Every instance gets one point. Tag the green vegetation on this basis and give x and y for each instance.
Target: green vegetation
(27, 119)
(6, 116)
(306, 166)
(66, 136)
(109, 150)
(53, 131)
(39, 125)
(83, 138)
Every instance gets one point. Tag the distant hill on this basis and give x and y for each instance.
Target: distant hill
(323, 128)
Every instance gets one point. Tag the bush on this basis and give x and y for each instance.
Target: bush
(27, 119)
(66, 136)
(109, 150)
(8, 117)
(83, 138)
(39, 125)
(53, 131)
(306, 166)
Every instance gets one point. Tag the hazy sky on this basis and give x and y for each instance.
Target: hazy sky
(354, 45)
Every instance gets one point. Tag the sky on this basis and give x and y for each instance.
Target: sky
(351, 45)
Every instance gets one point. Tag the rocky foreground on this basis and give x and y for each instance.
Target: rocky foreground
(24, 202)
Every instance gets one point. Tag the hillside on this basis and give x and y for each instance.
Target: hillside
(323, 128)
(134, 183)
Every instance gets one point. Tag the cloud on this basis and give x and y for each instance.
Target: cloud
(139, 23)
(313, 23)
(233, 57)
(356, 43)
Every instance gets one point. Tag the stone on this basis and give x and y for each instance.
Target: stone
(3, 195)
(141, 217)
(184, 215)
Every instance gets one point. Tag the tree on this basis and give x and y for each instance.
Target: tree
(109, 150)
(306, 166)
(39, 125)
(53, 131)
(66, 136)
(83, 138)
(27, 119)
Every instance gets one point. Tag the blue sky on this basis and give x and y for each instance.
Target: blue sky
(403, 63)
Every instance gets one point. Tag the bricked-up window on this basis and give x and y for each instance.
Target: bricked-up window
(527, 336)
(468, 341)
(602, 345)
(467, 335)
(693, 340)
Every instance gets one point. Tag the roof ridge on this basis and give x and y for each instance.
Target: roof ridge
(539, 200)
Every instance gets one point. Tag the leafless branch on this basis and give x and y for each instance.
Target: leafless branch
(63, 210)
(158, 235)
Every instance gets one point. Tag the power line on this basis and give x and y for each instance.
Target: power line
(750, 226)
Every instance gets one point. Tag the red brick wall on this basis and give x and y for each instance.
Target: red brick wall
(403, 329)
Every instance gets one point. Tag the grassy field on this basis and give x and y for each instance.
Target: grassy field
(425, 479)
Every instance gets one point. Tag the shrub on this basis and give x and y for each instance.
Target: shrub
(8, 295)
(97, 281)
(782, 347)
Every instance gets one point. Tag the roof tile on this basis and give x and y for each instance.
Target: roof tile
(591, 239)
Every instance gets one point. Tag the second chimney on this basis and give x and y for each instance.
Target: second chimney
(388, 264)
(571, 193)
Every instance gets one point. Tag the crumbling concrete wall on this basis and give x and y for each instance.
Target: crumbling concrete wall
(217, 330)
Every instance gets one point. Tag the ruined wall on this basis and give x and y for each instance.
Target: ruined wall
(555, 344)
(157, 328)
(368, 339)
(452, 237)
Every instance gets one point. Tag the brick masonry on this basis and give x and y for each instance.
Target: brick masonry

DIRECTIONS FOR THIS TASK >> Lines with the word "masonry": tally them across the material and give only the total.

ANSWER >> 2